## Set exercise
Reproduce word for word everything in the piecrust text below, from "Yes, we had" down to "your own piecrust.".

Am I saying this from a place of wise and practiced comfort with the art of pie making? Umm…I’m 24 and I’ve made exactly one piecrust in my life. And guess what? It was fine.
My first pie making experience was last week when Mom and I were testing a recipe for this site, actually. Mom offered to make the crust – she’s Southern, so let’s just say her comfort level with cutting cold fat into flour is high (her biscuits rock!). But I insisted that I needed to do it myself so that I could A. learn, and B. figure out what all the fuss is about.
We got the butter, shortening, and cream cheese really cold. (Her crust uses all three…my, my, hips, you’re looking awfully wide today. But apparently the cream cheese makes it more forgiving.) We got the dry ingredients all measured out, and the ice water prepped. The whole process took approximately 10 minutes and we made enough dough for the pie we made that day, the pies we’ll make for Thanksgiving, and any last minute pie cravings that might sneak up on us during the Christmas season.
Yes, we had a food processor, and she was watching over my shoulder the whole time, but I am here to tell you…there is life on the other side. You, too, can make your own piecrust.
The rest of our pie was a cinch. We cooked down the apples with vanilla, cinnamon, sugar, and a little brandy (yesss!), and we made a quick crumb topping – because I find double crust pies a bit heavy and way less attractive.

## Listed entries
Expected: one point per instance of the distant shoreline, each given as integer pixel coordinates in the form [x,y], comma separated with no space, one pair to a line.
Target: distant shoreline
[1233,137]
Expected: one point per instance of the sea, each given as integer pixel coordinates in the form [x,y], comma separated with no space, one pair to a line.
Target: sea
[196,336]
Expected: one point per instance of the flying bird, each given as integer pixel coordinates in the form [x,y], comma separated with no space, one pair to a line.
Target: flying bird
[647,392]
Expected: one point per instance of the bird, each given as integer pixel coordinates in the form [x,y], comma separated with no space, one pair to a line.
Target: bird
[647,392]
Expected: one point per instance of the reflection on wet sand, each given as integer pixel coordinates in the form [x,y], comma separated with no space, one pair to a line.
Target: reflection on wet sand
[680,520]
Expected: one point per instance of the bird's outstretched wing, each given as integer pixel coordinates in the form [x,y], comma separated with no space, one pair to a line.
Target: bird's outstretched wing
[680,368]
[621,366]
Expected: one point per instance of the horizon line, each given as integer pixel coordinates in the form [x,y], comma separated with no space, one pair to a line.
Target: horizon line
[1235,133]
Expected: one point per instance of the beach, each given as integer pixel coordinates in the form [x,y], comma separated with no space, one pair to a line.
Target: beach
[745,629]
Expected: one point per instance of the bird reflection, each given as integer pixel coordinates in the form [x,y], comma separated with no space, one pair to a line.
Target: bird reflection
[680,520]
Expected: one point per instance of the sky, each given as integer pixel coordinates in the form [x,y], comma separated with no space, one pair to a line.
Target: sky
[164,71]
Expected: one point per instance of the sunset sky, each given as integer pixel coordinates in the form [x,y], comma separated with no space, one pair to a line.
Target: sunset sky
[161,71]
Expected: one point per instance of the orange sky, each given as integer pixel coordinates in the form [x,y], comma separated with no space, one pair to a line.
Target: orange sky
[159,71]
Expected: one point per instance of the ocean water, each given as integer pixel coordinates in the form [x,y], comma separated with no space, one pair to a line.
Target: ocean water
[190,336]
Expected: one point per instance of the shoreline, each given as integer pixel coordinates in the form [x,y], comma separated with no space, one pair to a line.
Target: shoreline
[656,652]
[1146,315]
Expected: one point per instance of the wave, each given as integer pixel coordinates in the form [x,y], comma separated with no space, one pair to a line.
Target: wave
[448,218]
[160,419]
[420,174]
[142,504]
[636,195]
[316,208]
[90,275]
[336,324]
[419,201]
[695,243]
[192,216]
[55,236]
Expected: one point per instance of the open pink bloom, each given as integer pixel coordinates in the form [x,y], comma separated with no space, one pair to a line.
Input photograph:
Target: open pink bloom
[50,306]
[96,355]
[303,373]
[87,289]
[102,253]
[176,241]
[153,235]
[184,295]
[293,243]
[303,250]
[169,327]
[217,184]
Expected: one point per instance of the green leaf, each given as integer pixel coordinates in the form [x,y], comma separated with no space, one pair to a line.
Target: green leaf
--
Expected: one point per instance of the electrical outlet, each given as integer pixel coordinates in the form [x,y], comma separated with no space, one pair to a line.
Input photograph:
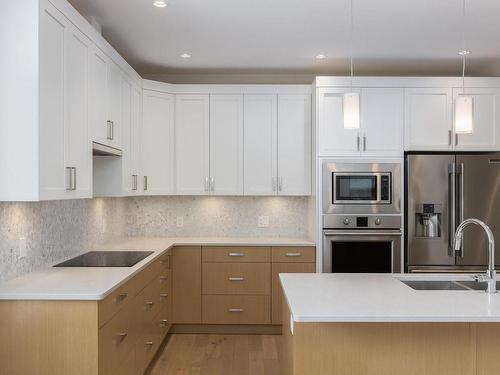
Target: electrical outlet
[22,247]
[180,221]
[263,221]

## Reply to the task
Yes, we had a food processor, and she was watching over my shoulder the whole time, but I am here to tell you…there is life on the other side. You, too, can make your own piecrust.